[Start of Extract]

Metrics and Command Extraction
The common paper of DLR, Idiap and the Lithuanian Air Navigation Service Provider Oro navigacija describes the recognition performance on word and on semantic level for utterance from the Lithuanian airspace.
The common paper of DLR, Idiap and NATS describes the rule-based algorithm to transform a sequence of words from an air traffic controller or pilot utterance to its semantic interpretation defined an extension of the 16-04 ontology. The defined JSON format allows a consistent exchange concerning Speech-to-Text transformation, ontology information or both together between different systems and applications. The format is by definition machine readable and easy to expand with additional key-value pairs while ensuring compatibility with old data. The paper also impressively shows the break-down of extraction performance, when no surveillance data is used or available.
The common paper of DLR, Idiap, Austro Control and Czech air navigation service provider ANS CR introduces the metrics command extraction rate, callsign extraction rate, command extraction error rate. These rates are evaluated on utterances of Austro Control and ANS CR, which are recorded in the MALORCA project in the ops room environment and in the solution 16-04 in the lab environment.
A shorter version of this Paper was presented during the Satellite Workshop at the Interspeech 2021:
Readback Error Detection
The king’s discipline of Automatic Speech Recognition and Understanding is readback error detection. Noisy and very abbreviated readback of pilot utterances require speech recognition and its semantic interpretation even when word error rates are beyond 10%. And the even bigger challenge is that readback errors are, luckily, seldom events. Only 1% to 4% of the conversation contain readback errors.
The common paper of DLR, Isavia ANS, Idiap, University of Brno (BUT), NATS and Austro Control shows that a recognition rate on command level of slightly above 50% is already sufficient to achieve a readback error detection of 50%, provided the error rate on command level is below 0.2%. Otherwise a readback error false alarm rate of more than 10% must be accepted.
The common paper of DLR, BUT, Isavia ANS and Idiap presented two different algorithms for readback error detection: a rule-based one and a data-driven one, which is based on training a neural network by artificial readback error samples. The paper also presents two different approaches for command extraction, again a rule-based one and a data-driven one.
Application of HAAWAII architecture
The HAAWAII architecture was already successfully used in different projects. HAAWAII architecture means:
- to use Assistant Based Speech Recognition (ABSR), which integrates contextual knowledge (e.g., callsigns) from flight plan and surveillance data into Speech Recognition (Speech-to-Text with so called callsign boosting) and Speech Understanding (Text-to-Concept),
- to make very clear, that speech recognition (Speech-to-Text) does not automatically incorporate speech understanding (Text-to-Concept), only both together can enable an automatic speech recognition and understanding (ASRU)
- to use contextual knowledge from the conversation (e.g., previous utterance) in Text-to-Concept, e.g. “two zero zero thank you” in a pilot readback is very probable an altitude readback, and not an speed or heading readback, if the ATCo has just given a CLIMB command to flight level 200 (RBA),
- to integrate command validation in Text-to-Concept phase (VAL),
- to have the same acoustic and language model for ATCo and pilot utterances (ONE),
- to have a separate block for detection of voice transmissions, which either relies on push-to-talk (PTT) availability or needs to evaluate the input wave signal in more detail (Voice Activity Detection, VAD)

[End of Extract]

> _Required work_:
1. In the page on air traffic speech recognition, what share of the conversation contains readback errors?
2. Write what comes next in the page on air traffic speech recognition, picking up after its final sentence.

[Start of Dataset extract]

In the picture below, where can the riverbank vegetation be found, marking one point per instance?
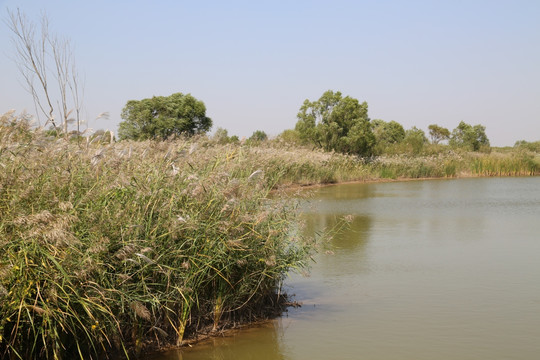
(118, 246)
(112, 247)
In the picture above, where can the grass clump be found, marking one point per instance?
(114, 247)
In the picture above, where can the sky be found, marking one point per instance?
(253, 63)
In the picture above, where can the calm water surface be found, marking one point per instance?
(444, 269)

[End of Dataset extract]

> _Task answers_:
1. Only 1% to 4% of the conversation contains readback errors.

2.
- to repair over- or under-splitting in the Text-to-Concept phase (REP)
The paper above written by DLR, Idiap, Fraport and Atrics benefits from HAAWAII elements ABSR, ASRU, VAL, VAD and REP. It integrates a modern A-SMGCS system with speech recognition and understanding to support apron controllers for maintaining flight strip information and supports simulation pilots to reduce their workload.
The common paper of DLR, Indra Navia AS, LEONARDO S.p.A., the Lithuanian ANSP Oro Navigacija, HungaroControl and Austro Control benefits from ABSR, ASRU, VAL, PTT and REP. It summarizes the results of 3 exercise conducted in solution 97 of SESAR Industrial Research with respect to speech recognition and understanding support for tower controllers.
Speech and Natural Language Processing Technologies for Pseudo-Pilot Simulator, Zuluaga-Gomez A. Prasad, SESAR Innovation Days 2022 (SID 2022), Budapest, Hungary, December 6-8.
The paper from Idiap shows how to support simulations pilots with automatic speech recognition. The main ideas are:
(i) ASR to generate transcript from ATCo,
(ii) an entity generator to tag words (callsigns, commands, value) and
(iii) a repetition generator that uses a rule-based system to generate a pilot response based on the generated tags and a text-to-speech system that acts as a pseudo-pilot to repeat the generated pilot response.
Callsign Extraction
The first step for ATC utterance understanding is to extract the callsign. Knowing which numbers and letters belong to the callsign, extracting the values of the commands is eased. The following papers of the HAAWAII team addressed this challenge.
The paper of DLR shows the advantages when callsign information is available and used. The algorithm is described and the effect of the different algorithm parts are also shown. We see quantitative decrease in performance, when certain parts of the algorithm are excluded.
The paper from Idiap addresses the improvement on word level when callsign boosting is applied, by using information from the flight plan and surveillance data.
The paper from University of Brno (BUT), Saarland University and Idiap addresses the improvement on word level when callsign boosting.
Speech-to-Text
The following papers concentrate on improvements on speech-to-text level.
The common paper of DLR and Braunschweig University shows the results of training the DeepSpeech Engine to recognize utterance from Prague and Vienna ops room environment.
The common paper of Idiap, DLR and Beijing Institute of Technology addresses the usage of Pre-trained Wav2Vec2.0.
The paper from Idiap presents a two-step approach to leverage contextual data.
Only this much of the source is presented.